== Task prompt ==
Count how many lines in the records below contain the string "dark", with case counting. Give only the number.

....................

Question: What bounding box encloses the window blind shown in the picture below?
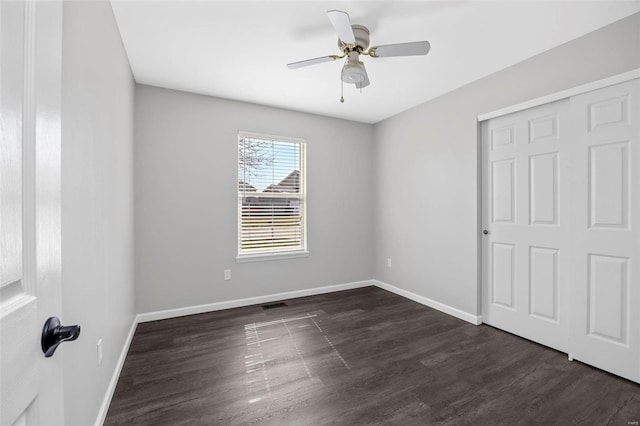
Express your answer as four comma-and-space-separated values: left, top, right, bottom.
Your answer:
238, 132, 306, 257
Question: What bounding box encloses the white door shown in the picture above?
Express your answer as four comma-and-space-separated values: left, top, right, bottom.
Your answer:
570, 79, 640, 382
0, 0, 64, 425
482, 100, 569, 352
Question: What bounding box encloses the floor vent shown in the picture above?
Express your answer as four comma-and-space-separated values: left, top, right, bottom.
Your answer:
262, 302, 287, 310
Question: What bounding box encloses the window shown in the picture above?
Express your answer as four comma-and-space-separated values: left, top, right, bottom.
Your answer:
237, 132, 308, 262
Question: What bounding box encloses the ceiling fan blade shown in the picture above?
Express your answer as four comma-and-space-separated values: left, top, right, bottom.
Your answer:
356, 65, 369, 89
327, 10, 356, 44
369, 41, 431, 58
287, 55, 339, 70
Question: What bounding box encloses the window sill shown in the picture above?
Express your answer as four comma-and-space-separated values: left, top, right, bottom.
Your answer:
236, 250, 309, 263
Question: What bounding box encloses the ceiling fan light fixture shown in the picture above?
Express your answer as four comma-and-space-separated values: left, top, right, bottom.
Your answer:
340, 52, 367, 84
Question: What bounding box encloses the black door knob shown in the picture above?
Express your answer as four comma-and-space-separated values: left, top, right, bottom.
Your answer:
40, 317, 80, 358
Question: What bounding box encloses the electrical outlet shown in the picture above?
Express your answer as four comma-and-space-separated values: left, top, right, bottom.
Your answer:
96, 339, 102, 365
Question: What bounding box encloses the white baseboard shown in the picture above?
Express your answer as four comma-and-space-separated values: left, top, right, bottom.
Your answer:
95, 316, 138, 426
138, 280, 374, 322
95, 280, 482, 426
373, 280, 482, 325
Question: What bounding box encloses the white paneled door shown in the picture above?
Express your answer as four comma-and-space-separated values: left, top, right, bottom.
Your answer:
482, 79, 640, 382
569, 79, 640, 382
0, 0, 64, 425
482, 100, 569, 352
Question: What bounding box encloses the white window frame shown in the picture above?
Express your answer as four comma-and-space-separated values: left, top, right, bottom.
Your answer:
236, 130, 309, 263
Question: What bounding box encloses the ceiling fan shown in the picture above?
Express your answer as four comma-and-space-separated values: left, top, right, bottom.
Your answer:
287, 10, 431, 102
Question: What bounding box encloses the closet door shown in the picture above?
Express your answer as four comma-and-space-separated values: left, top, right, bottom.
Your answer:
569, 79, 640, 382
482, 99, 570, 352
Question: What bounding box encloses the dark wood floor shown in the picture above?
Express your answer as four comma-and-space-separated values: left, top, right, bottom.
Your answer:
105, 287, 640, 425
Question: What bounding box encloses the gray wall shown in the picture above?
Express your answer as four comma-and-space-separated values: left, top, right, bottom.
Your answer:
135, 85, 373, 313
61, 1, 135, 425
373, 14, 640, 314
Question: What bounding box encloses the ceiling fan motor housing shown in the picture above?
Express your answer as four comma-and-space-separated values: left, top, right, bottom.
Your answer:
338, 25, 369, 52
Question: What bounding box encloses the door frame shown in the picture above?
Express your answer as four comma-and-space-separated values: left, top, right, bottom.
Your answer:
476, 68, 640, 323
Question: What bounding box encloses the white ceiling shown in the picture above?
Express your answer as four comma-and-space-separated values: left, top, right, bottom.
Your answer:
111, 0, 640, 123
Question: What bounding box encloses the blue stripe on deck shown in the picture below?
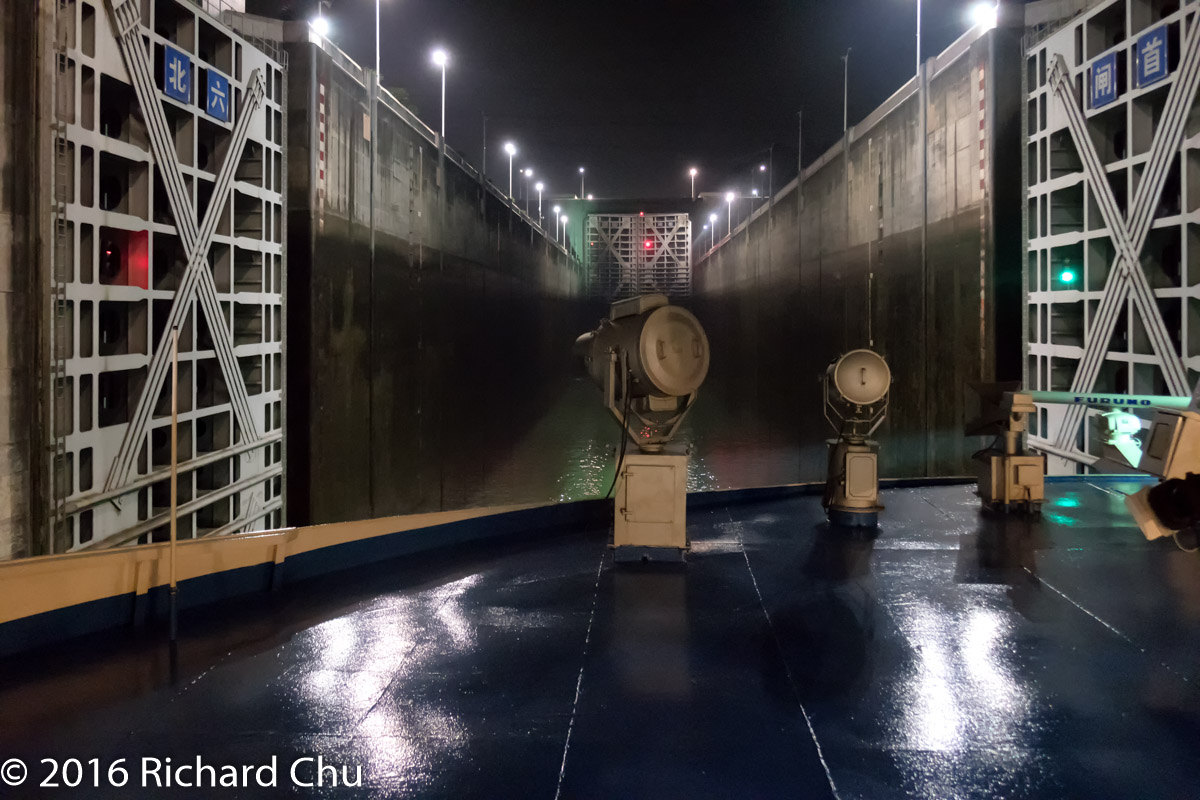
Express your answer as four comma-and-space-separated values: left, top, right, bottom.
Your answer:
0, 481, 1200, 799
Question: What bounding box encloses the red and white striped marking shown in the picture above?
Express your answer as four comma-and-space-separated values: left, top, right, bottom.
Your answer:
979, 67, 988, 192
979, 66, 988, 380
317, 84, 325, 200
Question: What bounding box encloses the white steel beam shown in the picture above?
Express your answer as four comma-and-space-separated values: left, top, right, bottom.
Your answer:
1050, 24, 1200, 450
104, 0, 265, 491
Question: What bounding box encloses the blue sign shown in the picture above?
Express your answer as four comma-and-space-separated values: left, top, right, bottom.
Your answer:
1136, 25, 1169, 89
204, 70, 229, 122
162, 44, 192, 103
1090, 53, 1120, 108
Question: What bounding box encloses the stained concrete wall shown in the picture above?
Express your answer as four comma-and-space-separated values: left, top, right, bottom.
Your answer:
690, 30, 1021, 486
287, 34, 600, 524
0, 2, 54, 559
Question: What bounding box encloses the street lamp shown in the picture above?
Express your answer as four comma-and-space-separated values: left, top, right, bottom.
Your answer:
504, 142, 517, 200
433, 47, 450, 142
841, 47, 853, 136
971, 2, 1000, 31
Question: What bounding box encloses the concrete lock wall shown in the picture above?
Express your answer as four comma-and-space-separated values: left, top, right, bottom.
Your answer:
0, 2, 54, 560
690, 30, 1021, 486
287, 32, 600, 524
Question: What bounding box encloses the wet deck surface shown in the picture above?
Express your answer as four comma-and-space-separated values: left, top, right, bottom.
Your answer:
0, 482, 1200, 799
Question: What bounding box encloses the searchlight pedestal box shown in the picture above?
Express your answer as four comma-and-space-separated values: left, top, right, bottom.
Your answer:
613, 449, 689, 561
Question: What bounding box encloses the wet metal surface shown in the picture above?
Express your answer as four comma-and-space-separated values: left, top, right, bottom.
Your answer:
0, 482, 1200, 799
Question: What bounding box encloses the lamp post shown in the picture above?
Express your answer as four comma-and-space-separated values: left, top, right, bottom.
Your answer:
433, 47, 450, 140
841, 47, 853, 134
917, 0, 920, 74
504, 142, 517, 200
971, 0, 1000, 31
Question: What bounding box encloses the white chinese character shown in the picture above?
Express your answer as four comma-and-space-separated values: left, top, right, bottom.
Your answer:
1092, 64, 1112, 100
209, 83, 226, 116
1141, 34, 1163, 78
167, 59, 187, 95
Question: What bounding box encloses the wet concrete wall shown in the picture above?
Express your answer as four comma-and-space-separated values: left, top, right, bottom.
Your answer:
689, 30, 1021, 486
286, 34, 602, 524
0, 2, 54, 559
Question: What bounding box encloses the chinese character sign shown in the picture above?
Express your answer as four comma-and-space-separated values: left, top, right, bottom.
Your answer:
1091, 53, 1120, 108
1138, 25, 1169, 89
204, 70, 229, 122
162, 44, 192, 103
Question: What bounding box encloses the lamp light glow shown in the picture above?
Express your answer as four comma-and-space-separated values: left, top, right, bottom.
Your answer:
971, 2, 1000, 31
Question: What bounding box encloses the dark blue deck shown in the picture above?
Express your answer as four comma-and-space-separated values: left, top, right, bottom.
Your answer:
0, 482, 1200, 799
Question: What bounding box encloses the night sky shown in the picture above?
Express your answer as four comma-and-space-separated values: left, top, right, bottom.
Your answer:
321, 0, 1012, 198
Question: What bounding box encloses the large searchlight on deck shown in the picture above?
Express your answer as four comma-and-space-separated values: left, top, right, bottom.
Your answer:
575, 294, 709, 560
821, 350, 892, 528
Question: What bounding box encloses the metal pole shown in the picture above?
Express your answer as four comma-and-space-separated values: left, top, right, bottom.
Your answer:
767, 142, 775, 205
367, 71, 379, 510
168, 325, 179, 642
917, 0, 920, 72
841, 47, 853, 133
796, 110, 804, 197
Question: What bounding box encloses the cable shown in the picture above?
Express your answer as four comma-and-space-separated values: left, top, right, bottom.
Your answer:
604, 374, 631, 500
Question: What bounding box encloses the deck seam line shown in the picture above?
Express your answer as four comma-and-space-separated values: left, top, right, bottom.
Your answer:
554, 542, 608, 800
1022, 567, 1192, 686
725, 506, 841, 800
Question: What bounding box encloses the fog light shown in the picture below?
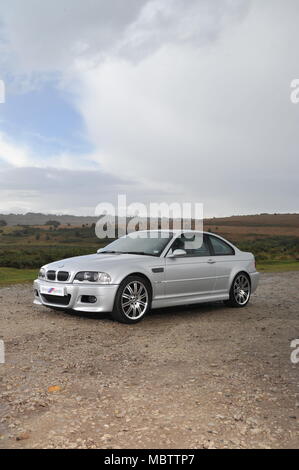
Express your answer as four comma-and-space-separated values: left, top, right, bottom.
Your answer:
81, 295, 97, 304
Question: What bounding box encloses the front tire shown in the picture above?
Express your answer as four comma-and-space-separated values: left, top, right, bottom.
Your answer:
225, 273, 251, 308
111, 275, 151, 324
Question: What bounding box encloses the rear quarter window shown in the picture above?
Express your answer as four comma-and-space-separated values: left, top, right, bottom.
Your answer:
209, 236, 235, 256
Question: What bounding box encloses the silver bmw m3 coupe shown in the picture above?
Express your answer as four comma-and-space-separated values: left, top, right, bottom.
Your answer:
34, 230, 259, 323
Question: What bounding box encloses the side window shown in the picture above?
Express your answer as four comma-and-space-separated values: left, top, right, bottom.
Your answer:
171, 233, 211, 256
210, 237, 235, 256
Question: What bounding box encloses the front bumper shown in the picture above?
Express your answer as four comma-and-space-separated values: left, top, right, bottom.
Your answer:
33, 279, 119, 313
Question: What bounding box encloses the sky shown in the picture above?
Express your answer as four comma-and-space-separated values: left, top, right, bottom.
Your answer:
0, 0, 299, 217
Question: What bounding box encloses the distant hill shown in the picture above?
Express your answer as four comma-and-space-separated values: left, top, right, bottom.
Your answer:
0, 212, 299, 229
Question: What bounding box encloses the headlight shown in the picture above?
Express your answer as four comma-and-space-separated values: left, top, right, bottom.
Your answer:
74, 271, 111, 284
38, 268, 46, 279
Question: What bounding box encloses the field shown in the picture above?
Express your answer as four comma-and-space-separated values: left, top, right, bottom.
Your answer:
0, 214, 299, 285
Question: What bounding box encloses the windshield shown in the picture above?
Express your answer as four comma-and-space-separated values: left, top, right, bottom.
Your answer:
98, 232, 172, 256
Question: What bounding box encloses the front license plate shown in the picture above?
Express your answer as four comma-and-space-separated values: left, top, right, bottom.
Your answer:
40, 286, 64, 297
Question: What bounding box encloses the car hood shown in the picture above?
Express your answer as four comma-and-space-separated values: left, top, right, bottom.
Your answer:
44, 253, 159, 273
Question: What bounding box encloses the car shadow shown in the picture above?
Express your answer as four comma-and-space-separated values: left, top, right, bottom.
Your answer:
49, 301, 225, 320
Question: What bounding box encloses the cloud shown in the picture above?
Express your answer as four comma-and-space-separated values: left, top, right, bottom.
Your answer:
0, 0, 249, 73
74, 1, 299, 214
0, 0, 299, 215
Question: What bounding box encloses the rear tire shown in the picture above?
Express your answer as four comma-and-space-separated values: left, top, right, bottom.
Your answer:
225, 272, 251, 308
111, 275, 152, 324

....................

== Task result ==
2